Texto fornecido:

┄┄┄┄┄┄

Entretanto, sua obra literária parece não ter sido exatamente um su­cesso do ponto de vista editorial, considerado o contexto do mercado francês de meados do Oitocentos. Mesmo assim, tornou-se um dos mais conhecidos álbuns ilustrados de viagem ao Brasil, freqüentemente citado pêlos historiadores como um registro da vida cotidiana no Rio de Janeiro, nas primeiras décadas do século XIX. Um século depois de sua publicação, o livro se transformou num clássico sobre o país do período joanino e do primeiro império. Os registros de Debret passaram a povoar de tal forma o imaginário brasileiro, que acabaram servindo tanto à ilustração de livros paradidáticos, quanto à execução de vinhe­tas de abertura de novelas de televisão, ou mesmo ao desenvolvimento de enre­dos de escola de samba, como aconteceu durante a comemoração do IV cente­nário da cidade do Rio de Janeiro, em 1965.

O ponto de partida adotado neste trabalho para análise da obra de De­bret foi repensá-lo em sua inscrição histórica. Dois importantes instrumentos desse processo foram elaborados durante a fase de pesquisa: a revisão historiográfica, destinada à análise da recepção da Viagem no Brasil, e a cronologia, pen­sada para situar a elaboração do livro no contexto geral da obra do autor. A for­tuna crítica buscou contrapor pontos de vista entre os autores brasileiros que se referiram à Viagem, desde a data de sua publicação até a atualidade. Tentou-se dar a esse estudo a maior abrangência possível, inserindo mesmo observações de caráter mais geral, mas que, de alguma forma, fossem elucidativas da maneira como a obra de Debret foi percebida pela crítica brasileira através do tempo.

┄┄┄┄┄┄

Linhas de dados:
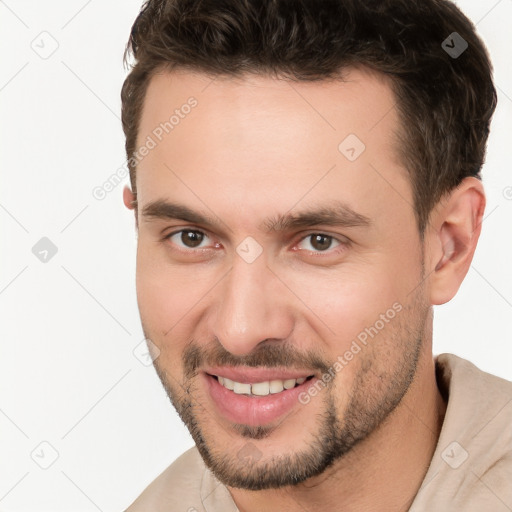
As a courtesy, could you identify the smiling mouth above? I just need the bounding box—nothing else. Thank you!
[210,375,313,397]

┄┄┄┄┄┄

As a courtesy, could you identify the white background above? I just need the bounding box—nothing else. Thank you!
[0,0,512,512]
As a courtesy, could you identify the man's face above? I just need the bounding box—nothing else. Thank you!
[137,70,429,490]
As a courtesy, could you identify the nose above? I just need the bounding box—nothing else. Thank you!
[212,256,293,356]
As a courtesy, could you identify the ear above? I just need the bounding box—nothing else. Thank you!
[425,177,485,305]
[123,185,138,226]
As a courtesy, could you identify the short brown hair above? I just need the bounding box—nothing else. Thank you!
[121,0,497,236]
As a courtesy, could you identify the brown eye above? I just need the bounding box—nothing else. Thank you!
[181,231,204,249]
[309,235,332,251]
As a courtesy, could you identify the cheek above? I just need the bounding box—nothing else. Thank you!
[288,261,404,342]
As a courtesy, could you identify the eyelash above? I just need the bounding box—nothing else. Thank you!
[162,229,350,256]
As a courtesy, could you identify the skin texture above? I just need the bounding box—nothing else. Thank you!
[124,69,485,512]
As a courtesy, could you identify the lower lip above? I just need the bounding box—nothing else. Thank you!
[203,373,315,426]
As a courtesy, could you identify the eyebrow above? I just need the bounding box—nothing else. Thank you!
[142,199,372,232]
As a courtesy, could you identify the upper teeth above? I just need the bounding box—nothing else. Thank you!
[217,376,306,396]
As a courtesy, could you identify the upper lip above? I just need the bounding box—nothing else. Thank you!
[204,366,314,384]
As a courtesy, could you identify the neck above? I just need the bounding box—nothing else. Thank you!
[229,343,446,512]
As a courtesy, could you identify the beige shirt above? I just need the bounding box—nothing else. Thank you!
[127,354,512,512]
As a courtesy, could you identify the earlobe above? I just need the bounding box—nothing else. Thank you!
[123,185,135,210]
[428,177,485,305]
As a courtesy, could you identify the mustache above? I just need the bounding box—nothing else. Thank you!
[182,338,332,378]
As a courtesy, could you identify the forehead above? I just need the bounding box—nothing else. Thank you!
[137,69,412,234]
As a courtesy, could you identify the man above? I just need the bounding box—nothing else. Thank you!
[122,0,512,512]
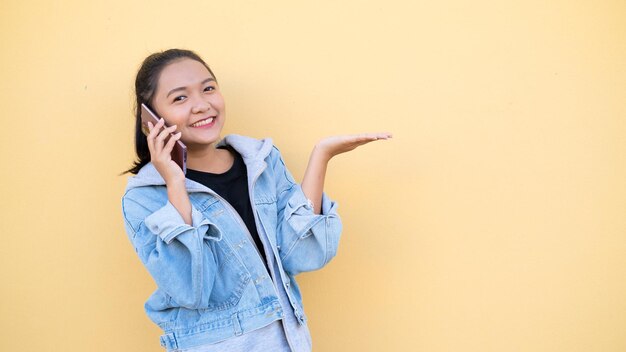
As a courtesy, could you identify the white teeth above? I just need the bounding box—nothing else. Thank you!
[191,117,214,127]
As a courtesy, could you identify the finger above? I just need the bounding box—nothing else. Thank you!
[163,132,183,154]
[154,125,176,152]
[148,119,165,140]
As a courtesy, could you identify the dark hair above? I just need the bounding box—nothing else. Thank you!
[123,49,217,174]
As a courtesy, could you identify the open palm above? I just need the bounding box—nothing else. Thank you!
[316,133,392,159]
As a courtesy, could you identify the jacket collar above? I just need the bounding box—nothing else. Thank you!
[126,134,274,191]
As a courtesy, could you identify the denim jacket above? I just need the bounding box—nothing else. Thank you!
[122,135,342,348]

┄┄┄┄┄┄

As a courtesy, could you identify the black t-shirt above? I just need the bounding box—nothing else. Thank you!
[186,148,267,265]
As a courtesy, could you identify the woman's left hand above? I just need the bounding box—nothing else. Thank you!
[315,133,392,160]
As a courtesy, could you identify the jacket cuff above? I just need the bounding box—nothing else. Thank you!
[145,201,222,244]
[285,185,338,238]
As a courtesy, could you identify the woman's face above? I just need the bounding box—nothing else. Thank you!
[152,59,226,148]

┄┄┄┄┄┄

Tarefas:
(a) Edite o trecho do texto sobre Debret que começa com as palavras "O ponto de partida" e vai até "através do tempo.", substituindo "cronologia" por "linha do tempo".
(b) Responda, com base no texto sobre Debret:
(i) Em que ano ocorreu a comemoração do IV centenário da cidade do Rio de Janeiro?
(ii) De quais períodos do país o livro se tornou um clássico, um século depois de sua publicação?
(iii) Quais foram os dois instrumentos elaborados durante a fase de pesquisa?

Respostas por tarefa:
(a)
O ponto de partida adotado neste trabalho para análise da obra de De­bret foi repensá-lo em sua inscrição histórica. Dois importantes instrumentos desse processo foram elaborados durante a fase de pesquisa: a revisão historiográfica, destinada à análise da recepção da Viagem no Brasil, e a linha do tempo, pen­sada para situar a elaboração do livro no contexto geral da obra do autor. A for­tuna crítica buscou contrapor pontos de vista entre os autores brasileiros que se referiram à Viagem, desde a data de sua publicação até a atualidade. Tentou-se dar a esse estudo a maior abrangência possível, inserindo mesmo observações de caráter mais geral, mas que, de alguma forma, fossem elucidativas da maneira como a obra de Debret foi percebida pela crítica brasileira através do tempo.

(b)
(i) Em 1965.
(ii) Do período joanino e do primeiro império.
(iii) A revisão historiográfica e a cronologia.